**Direction**
In the excerpt on ultrafast charge transfer in WSe2/MoSe2 heterostructures, how long does hole transfer take from the WSe2 layer into the MoSe2 layer?
━━━━━ Document extract ━━━━━
Thus, despite the recent progress in the study of ultrafast dynamics in TMD heterostructures, the underlying mechanism for the charge-transfer process still remains elusive.24 In this work, we therefore introduce a new experimental concept for the investigation of ultrafast charge transfer in TMD heterostructures by means of time-resolved optical second-harmonic generation (SHG). Our SHG imaging microscopy technique can overcome the main drawbacks of previous experimental approaches which were insufficient time-resolution of the employed microscopy setups and deficiencies to address pump-induced changes in a particular layer of the heterostructure selectively. Thus, in the commonly used linear pump–probe spectroscopy the measured transient response consists of a superposition of monolayer and heterostructure contributions. Furthermore, charge transfer can appear in both directions simultaneously depending on the excitation energy. Here, we demonstrate for the example of a rotationally mismatched WSe2/MoSe2 heterostructure that directional ultrafast charge transfer between the layers becomes accessible. By tuning the photon energy of the pump pulse, we can resonantly excite one of the two materials, whereas the polarization of the probe pulse allows us to selectively detect the charge transfer in the other material. The observed hole transfer times differ considerably for the opposite directions: from the WSe2 into the MoSe2 layer (and vice versa) charge transfer appears within 610 ± 150 fs (210 ± 60 fs) as determined from our second-harmonic (SH) transients. Furthermore, our results indicate that the charge transfer takes place via hybridized intermediate states at the Γ-point.

The applied SHG imaging microscopy technique, illustrated in Fig. S1 of the ESI, combines the advantages of time-resolved SHG with an optical microscopy setup. It allows pump–probe experiments with an ideal time-resolution only limited by the used laser system to explore ultrafast dynamical changes in μm small structures. Since the SHG process is described by a third-rank tensor in the electric-dipole approximation, it has been established as a sensitive optical probe of the crystal orientation in TMD monolayers25–27 or for the stacking angle in heterostructures.28 By combination of polarization- and time-resolved measurements, very clear and systematic measurements can be performed to correlate the observed transient changes in the SH response with the underlying structure. The studied heterostructure consists of two stacked TMD monolayers (WSe2/MoSe2) encapsulated between thick layers of hexagonal boron nitride (hBN) for environmental protection.29 The heterostructure was fabricated by using a stamp of polydimethylsiloxane elastomer to stack the different materials consecutively, starting with the hBN top-layer, followed by the WSe2 monolayer and the MoSe2 monolayer. This stack was then finally put onto the hBN bottom-layer which was exfoliated on SiO2/Si(001). This polymer-free layer assembly enables fabrication of ultraclean interfaces without contamination of interfaces by polymer or solvent.29,30 An optical microscopy image of the final stack is shown in Fig. 1(a). The various mono- and multilayer flakes in combination with observable cracks and wrinkles make a clear identification of the individual layers rather difficult. Therefore, Fig. 1(b) displays a detail of (a) with the individual WSe2 and MoSe2 layers highlighted with dashed and dotted lines, respectively. Thus, the actual WSe2/MoSe2 heterostructure region is visualized by the marked red area. Details about the structural characterization of the WSe2/MoSe2 heterostructure can be found in the ESI.
━━━━━ Dataset rows ━━━━━
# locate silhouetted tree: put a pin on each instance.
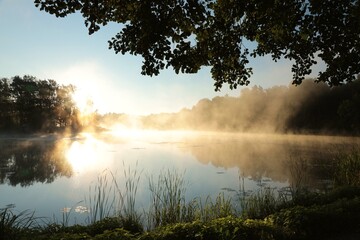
(6, 105)
(30, 104)
(189, 34)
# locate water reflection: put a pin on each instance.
(269, 157)
(43, 159)
(27, 161)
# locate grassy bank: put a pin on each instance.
(266, 214)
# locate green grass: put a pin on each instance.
(14, 225)
(264, 214)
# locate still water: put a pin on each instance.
(51, 174)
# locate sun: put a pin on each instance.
(83, 101)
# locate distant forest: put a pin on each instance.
(310, 108)
(31, 105)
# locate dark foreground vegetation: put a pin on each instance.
(306, 214)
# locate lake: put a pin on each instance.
(50, 174)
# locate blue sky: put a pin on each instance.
(39, 44)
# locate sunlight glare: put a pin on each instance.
(85, 155)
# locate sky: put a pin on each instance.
(33, 42)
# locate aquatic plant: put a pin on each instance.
(167, 199)
(102, 198)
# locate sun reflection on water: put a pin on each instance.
(85, 154)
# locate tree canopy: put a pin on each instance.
(188, 34)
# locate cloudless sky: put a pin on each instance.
(33, 42)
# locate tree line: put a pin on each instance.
(308, 108)
(28, 104)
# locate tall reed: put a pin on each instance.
(167, 199)
(12, 225)
(103, 198)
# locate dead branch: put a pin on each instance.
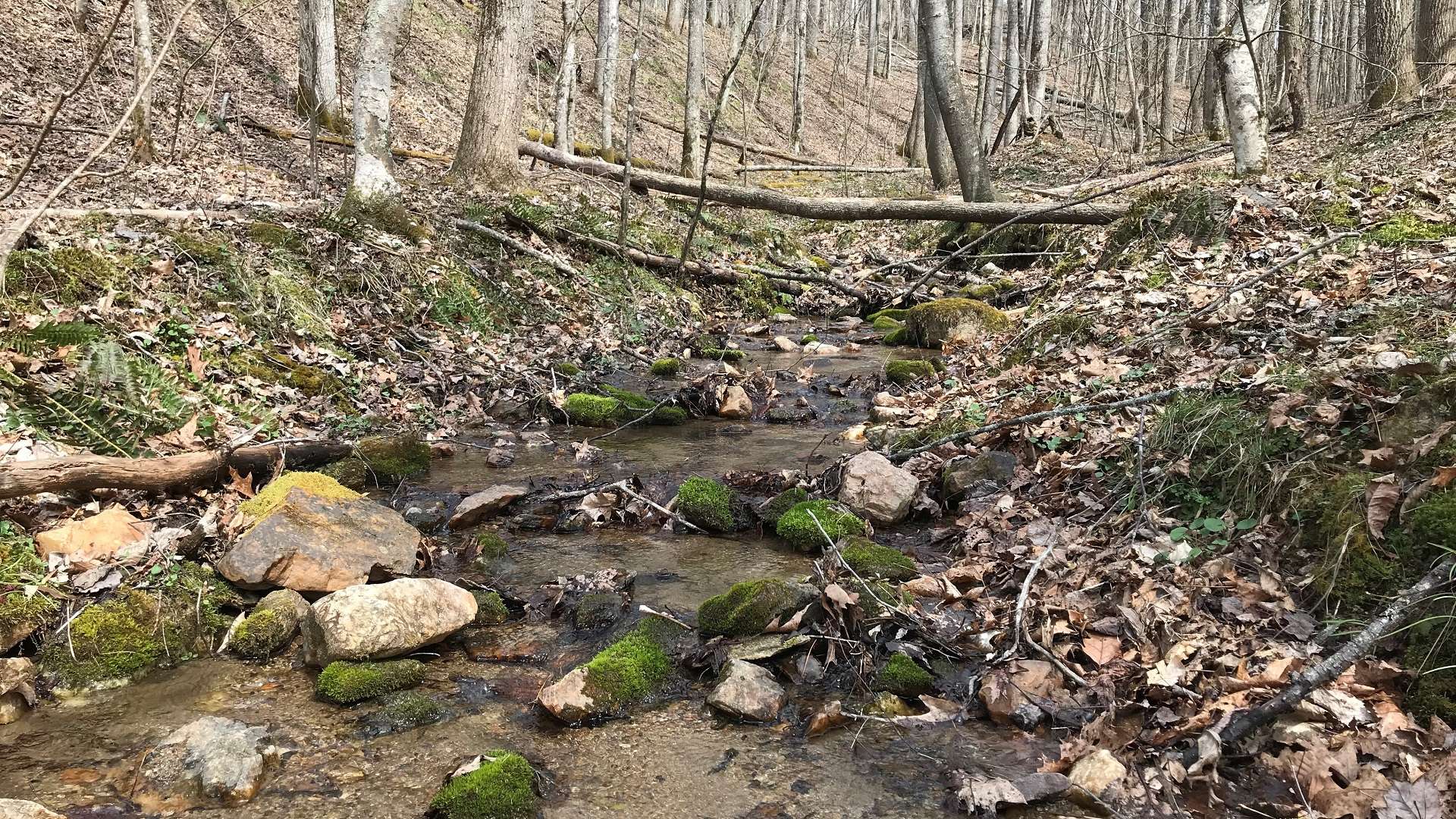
(842, 209)
(86, 472)
(1209, 746)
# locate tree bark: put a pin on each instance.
(1389, 52)
(1436, 41)
(318, 67)
(492, 111)
(693, 96)
(839, 209)
(86, 472)
(606, 69)
(142, 58)
(949, 96)
(373, 164)
(1248, 123)
(1292, 55)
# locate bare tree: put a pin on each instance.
(1242, 96)
(318, 67)
(492, 111)
(1389, 52)
(373, 164)
(693, 99)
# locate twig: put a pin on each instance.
(1057, 413)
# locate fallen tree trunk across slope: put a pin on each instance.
(840, 209)
(158, 474)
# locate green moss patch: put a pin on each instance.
(500, 789)
(748, 607)
(797, 525)
(903, 676)
(873, 560)
(316, 484)
(346, 682)
(707, 503)
(909, 371)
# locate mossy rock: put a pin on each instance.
(500, 789)
(903, 678)
(271, 497)
(877, 561)
(403, 710)
(598, 610)
(667, 368)
(707, 504)
(490, 608)
(781, 503)
(797, 525)
(748, 607)
(346, 682)
(395, 458)
(932, 324)
(634, 668)
(909, 371)
(274, 235)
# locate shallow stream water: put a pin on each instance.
(676, 760)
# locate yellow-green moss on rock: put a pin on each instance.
(346, 682)
(500, 789)
(748, 607)
(707, 503)
(799, 523)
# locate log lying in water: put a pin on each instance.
(840, 209)
(159, 474)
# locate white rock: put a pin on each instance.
(386, 620)
(877, 488)
(748, 692)
(736, 404)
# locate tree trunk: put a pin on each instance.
(318, 67)
(800, 74)
(1292, 55)
(373, 164)
(1389, 52)
(606, 69)
(1241, 88)
(693, 99)
(949, 98)
(492, 111)
(1436, 42)
(142, 58)
(840, 209)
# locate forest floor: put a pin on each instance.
(1187, 556)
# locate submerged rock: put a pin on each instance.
(748, 607)
(315, 535)
(487, 503)
(212, 758)
(877, 488)
(369, 623)
(271, 626)
(495, 786)
(748, 692)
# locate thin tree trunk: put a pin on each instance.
(318, 67)
(1241, 88)
(606, 69)
(949, 96)
(1389, 52)
(142, 58)
(693, 99)
(492, 111)
(373, 164)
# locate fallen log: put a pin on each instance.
(158, 474)
(840, 209)
(736, 143)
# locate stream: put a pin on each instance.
(676, 760)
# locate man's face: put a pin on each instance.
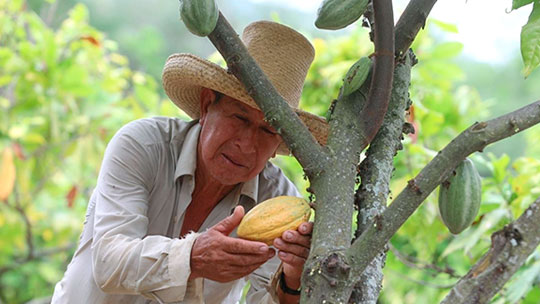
(235, 142)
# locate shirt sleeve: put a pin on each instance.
(125, 260)
(263, 289)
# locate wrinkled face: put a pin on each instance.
(235, 142)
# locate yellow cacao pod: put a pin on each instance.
(269, 219)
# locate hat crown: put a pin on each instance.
(283, 54)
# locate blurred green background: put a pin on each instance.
(73, 72)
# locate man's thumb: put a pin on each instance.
(227, 225)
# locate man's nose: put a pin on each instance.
(247, 140)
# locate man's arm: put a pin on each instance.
(125, 260)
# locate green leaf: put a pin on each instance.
(447, 27)
(523, 283)
(519, 3)
(530, 41)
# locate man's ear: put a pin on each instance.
(207, 96)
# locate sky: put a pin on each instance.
(487, 28)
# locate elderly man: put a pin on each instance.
(160, 223)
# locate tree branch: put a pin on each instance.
(277, 112)
(375, 173)
(510, 248)
(410, 22)
(475, 138)
(383, 70)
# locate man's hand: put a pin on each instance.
(293, 246)
(221, 258)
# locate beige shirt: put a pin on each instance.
(129, 250)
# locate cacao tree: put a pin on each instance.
(342, 269)
(58, 112)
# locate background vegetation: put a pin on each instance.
(72, 73)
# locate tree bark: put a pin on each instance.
(510, 248)
(475, 138)
(375, 173)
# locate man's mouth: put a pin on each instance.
(232, 161)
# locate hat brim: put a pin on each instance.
(184, 76)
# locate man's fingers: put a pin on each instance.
(227, 225)
(306, 228)
(240, 246)
(295, 249)
(293, 236)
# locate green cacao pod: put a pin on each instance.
(199, 16)
(356, 76)
(460, 197)
(337, 14)
(269, 219)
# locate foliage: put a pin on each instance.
(63, 93)
(530, 36)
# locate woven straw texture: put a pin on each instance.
(282, 53)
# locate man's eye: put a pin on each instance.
(242, 118)
(268, 131)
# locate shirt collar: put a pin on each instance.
(187, 161)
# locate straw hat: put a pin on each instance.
(282, 53)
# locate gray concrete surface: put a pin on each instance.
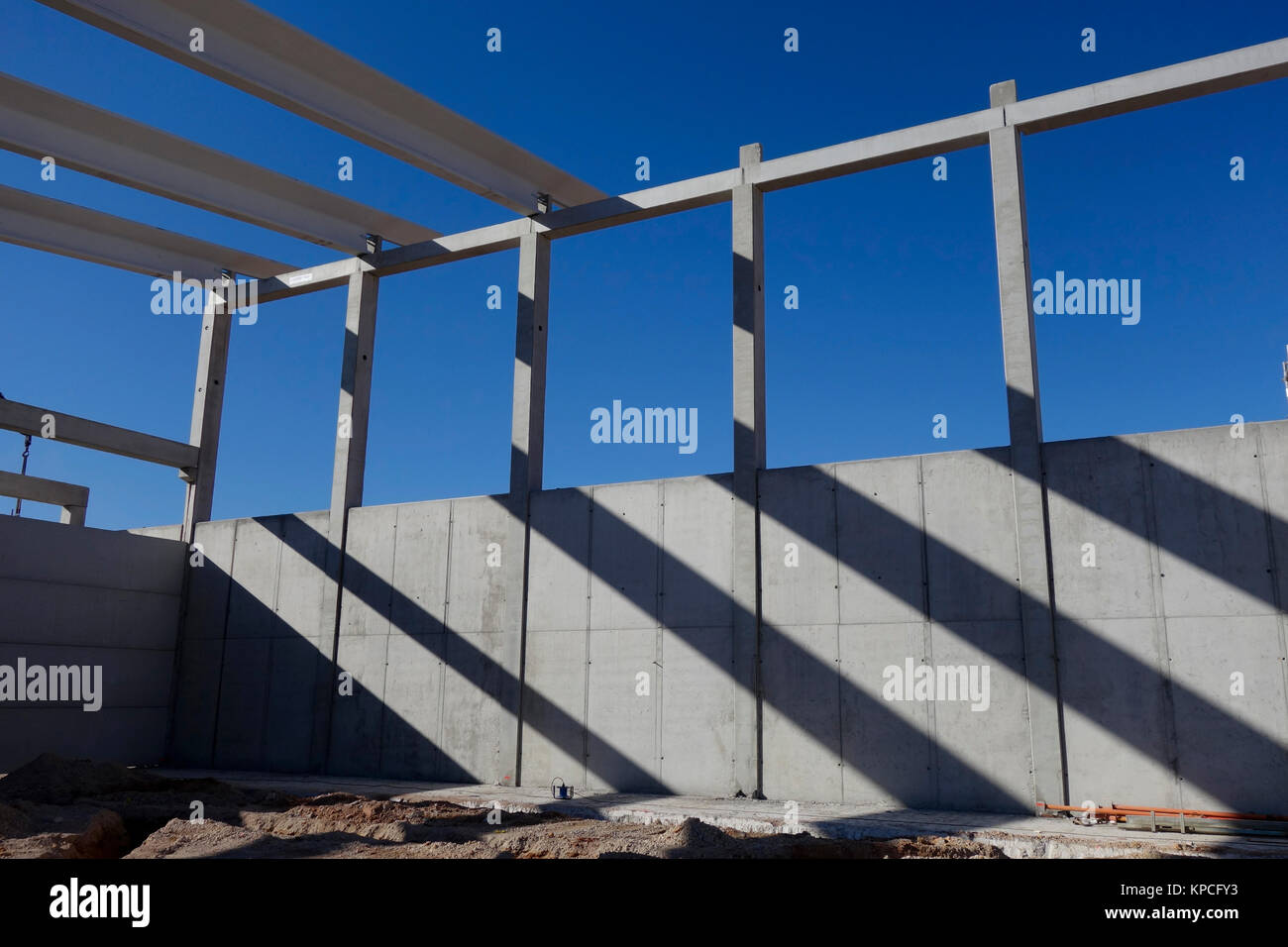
(89, 598)
(903, 558)
(1016, 836)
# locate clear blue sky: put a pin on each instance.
(898, 315)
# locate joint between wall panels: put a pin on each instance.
(1282, 618)
(1162, 646)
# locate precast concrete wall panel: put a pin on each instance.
(970, 536)
(697, 710)
(798, 541)
(1166, 558)
(991, 761)
(559, 566)
(554, 707)
(1231, 746)
(802, 719)
(477, 587)
(91, 599)
(623, 556)
(1212, 540)
(622, 725)
(887, 748)
(555, 676)
(880, 544)
(697, 565)
(1109, 631)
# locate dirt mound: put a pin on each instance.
(51, 779)
(29, 830)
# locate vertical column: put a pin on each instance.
(207, 407)
(748, 459)
(347, 478)
(527, 450)
(1024, 412)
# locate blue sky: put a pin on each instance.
(898, 316)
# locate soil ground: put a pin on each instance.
(58, 808)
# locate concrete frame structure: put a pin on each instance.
(1000, 127)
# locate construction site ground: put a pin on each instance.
(81, 809)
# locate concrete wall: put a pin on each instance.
(72, 595)
(866, 567)
(250, 655)
(1186, 590)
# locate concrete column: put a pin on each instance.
(527, 449)
(748, 459)
(1024, 411)
(207, 408)
(528, 420)
(347, 478)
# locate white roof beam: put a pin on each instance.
(267, 56)
(68, 230)
(40, 123)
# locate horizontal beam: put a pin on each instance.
(267, 56)
(877, 151)
(1186, 80)
(39, 489)
(297, 282)
(29, 419)
(610, 211)
(39, 123)
(1141, 90)
(68, 230)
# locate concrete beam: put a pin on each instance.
(1145, 89)
(39, 123)
(29, 419)
(748, 460)
(299, 282)
(72, 499)
(1186, 80)
(1028, 480)
(879, 151)
(207, 410)
(267, 56)
(68, 230)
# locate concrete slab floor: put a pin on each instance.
(1018, 836)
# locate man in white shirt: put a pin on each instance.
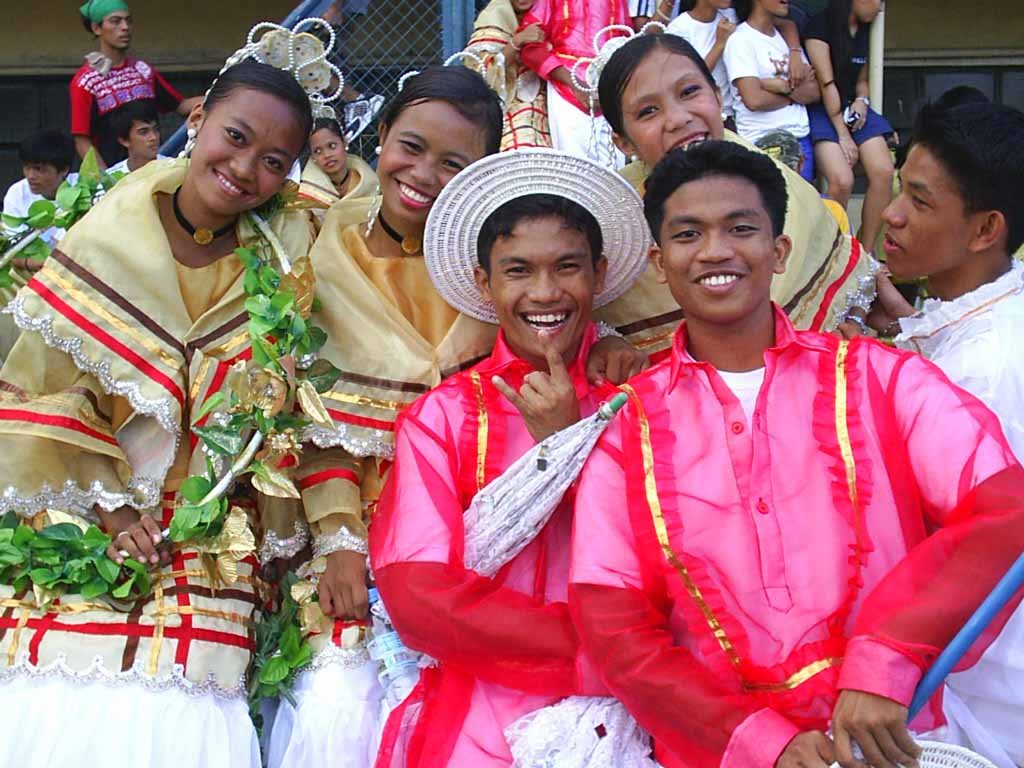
(707, 27)
(136, 126)
(46, 159)
(957, 218)
(757, 58)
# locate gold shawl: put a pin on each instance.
(96, 392)
(385, 363)
(824, 272)
(521, 90)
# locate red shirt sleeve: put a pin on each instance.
(168, 96)
(81, 109)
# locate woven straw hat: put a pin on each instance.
(463, 206)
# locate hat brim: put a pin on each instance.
(458, 215)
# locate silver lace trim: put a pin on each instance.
(346, 658)
(96, 673)
(143, 493)
(274, 547)
(359, 446)
(863, 296)
(343, 539)
(160, 410)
━━━━━
**Answer**
610 ± 150 fs